### Texte fourni
══════
1er mai : les CRS amers eux aussi

Des CRS devant un incendie en marge de la manifestation du 1er Mai à Paris.


Des CRS devant un incendie en marge de la manifestation du 1er Mai à Paris. (Alain Jocard/AFP)

publié le


 Les policiers déployés autour du cortège parisien de la fête du Travail estiment que les violences auraient pu être évitées.  
 

Voitures brûlées, commerces saccagés et jets de pavés...
Emmanuel Macron a beau assurer n'avoir "aucune indulgence pour les tenants du désordre", et son ministre de l'Intérieur Gérard Collomb se féliciter qu'il n'y ait pas eu de blessés, les violences qui ont émaillé le cortège du 1er mai à Paris, et la polémique qui en a résulté, laissent un goût amer aux Compagnies républicaines de sécurité.
══════
### Consigne écrite 1
Reproduisez à l'identique, dans la liste, la partie qui s'ouvre sur la ligne contenant "Does the image above contain any salad?" et se clôt sur la ligne contenant "[60,28,381,282]", ces deux lignes comprises.
L'article et la liste sont indépendants l'un de l'autre.

Liste de données:
══════
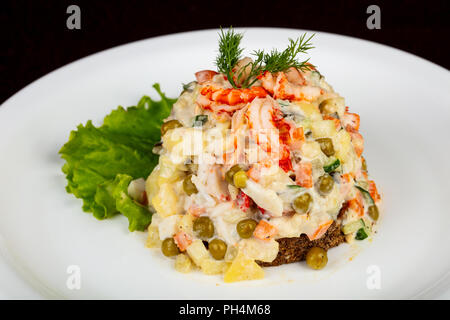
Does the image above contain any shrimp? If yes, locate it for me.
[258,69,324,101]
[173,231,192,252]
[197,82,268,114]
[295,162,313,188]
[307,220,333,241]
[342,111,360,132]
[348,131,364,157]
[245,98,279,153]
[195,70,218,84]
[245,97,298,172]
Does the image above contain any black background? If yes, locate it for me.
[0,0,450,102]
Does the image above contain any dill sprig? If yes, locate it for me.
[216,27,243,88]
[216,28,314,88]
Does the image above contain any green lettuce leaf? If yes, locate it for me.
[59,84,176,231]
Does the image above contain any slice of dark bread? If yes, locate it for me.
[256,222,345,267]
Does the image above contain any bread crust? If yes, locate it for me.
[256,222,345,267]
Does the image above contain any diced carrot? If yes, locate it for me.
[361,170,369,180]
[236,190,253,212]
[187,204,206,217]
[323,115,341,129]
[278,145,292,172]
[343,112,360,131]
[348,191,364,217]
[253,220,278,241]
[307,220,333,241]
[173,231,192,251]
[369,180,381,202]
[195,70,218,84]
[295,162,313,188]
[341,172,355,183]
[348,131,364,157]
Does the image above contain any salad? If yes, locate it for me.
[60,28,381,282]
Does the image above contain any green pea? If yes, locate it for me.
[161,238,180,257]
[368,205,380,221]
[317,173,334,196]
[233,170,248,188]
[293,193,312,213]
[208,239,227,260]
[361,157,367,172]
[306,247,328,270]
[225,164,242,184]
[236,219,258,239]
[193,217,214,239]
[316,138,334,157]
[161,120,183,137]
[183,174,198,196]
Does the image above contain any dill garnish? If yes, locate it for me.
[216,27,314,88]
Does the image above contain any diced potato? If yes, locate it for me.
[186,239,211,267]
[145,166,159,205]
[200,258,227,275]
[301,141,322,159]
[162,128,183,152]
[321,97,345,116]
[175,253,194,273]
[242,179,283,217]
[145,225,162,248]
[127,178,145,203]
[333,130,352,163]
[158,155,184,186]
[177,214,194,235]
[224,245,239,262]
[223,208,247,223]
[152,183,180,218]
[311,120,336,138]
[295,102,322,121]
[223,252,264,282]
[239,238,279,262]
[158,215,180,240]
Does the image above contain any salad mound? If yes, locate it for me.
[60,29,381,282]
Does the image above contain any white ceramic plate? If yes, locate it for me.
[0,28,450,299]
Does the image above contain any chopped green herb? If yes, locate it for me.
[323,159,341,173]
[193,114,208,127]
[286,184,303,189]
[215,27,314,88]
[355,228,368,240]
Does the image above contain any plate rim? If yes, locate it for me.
══════
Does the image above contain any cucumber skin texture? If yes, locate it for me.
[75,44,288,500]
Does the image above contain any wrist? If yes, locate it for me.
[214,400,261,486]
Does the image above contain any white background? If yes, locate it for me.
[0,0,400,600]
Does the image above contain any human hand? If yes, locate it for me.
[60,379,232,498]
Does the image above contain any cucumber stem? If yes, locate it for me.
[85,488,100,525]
══════
### Consigne écrite 2
Restituez mot pour mot le passage de l'article qui s'ouvre sur les mots "Les policiers déployés" et se termine par "républicaines de sécurité.".

### Réponse complète 1
Does the image above contain any salad? If yes, locate it for me.
[60,28,381,282]

### Réponse complète 2
Les policiers déployés autour du cortège parisien de la fête du Travail estiment que les violences auraient pu être évitées.  
 

Voitures brûlées, commerces saccagés et jets de pavés...
Emmanuel Macron a beau assurer n'avoir "aucune indulgence pour les tenants du désordre", et son ministre de l'Intérieur Gérard Collomb se féliciter qu'il n'y ait pas eu de blessés, les violences qui ont émaillé le cortège du 1er mai à Paris, et la polémique qui en a résulté, laissent un goût amer aux Compagnies républicaines de sécurité.